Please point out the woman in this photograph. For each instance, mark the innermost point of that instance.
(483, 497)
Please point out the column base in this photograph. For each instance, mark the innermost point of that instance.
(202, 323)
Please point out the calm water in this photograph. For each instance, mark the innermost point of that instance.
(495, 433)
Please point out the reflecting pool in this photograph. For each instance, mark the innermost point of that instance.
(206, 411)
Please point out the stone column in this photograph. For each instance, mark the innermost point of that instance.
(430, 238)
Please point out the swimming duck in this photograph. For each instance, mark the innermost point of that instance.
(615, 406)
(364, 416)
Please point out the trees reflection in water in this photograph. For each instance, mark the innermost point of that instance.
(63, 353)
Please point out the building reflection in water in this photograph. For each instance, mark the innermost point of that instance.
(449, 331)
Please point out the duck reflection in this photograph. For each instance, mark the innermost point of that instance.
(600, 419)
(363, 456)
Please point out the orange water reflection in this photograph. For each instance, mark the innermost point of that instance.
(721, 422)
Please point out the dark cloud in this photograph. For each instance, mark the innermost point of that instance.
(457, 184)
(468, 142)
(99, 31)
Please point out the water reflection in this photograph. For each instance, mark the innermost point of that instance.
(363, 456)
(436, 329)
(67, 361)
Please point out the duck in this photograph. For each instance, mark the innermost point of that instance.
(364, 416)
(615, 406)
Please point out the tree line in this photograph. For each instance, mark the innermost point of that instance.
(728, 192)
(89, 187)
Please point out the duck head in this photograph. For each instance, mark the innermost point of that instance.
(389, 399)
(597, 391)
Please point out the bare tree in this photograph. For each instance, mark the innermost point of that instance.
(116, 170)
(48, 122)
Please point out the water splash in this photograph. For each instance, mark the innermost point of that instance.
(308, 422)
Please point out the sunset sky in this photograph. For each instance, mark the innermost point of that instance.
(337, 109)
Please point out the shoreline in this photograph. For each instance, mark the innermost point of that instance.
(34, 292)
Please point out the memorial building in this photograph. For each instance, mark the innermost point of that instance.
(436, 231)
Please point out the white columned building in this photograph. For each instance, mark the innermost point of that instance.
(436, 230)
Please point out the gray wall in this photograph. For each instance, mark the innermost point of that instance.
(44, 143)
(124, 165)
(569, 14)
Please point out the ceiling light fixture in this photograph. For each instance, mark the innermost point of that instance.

--------------------

* _JOB_
Write every record out again, unaltered.

* _ANSWER_
Please point out the woman in this photograph. For each instance, mark the innermost point of that instance.
(483, 497)
Please point out the column base in this photograph. For each instance, mark the innermost point of that instance.
(202, 323)
Please point out the calm water in this photograph. For each instance, mark the innermost point of that instance.
(495, 433)
Please point out the reflecting pool in this photograph. For each instance, mark the innermost point of that instance.
(206, 411)
Please point out the stone column in this photograph. For each instance, mark the innermost point of that instance.
(430, 238)
Please point out the swimming duck in this photograph. For each instance, mark the innermost point of that instance.
(615, 406)
(364, 416)
Please point out the trees reflection in water in this photograph. For each instance, mark the innermost point of that instance.
(63, 353)
Please point out the building reflection in water in this photograph. For each instance, mark the innermost point of that instance.
(449, 331)
Please point out the duck reflection in this photograph. For each instance, mark the innermost point of that instance.
(600, 419)
(363, 456)
Please point out the orange water reflection in this photograph. For each instance, mark the innermost point of that instance.
(721, 422)
Please point out the dark cloud in this photograph. For each instance, mark the innermost point of that instance.
(457, 184)
(468, 142)
(99, 31)
Please point out the water reflection in this photograph. For each instance, mark the innermost point of that instance.
(363, 456)
(436, 329)
(67, 361)
Please point out the duck in this photograph. For each instance, mark the innermost point of that instance.
(364, 416)
(615, 406)
Please point out the tree line in this photograph. For each instance, mark the innermost point of that instance.
(728, 192)
(89, 187)
Please point out the duck head in this photograph. For each instance, mark the innermost point of that instance.
(389, 399)
(597, 391)
Please point out the bare tree in this photograph. For each instance, mark the innermost point of that instance.
(116, 170)
(48, 122)
Please point out the water splash in this photograph. For each instance, mark the innermost point of that instance.
(308, 422)
Please point out the sunset sky in this photograph. For each instance, mark the innermost point of that instance.
(337, 109)
Please point out the shoreline in this photograph. For each instance, mark the innermost point of that instance.
(34, 292)
Please point out the memorial building in this photograph. For each instance, mark the innermost point of that instance.
(436, 231)
Please point out the white columned building in this photograph. For each instance, mark the innermost point of that instance.
(436, 230)
Please point out the gray wall in this photograph. For each instance, mark the innermost point of that instance.
(44, 143)
(124, 165)
(569, 14)
Please point out the ceiling light fixture in this photograph. For each instance, mark the innermost point of that instance.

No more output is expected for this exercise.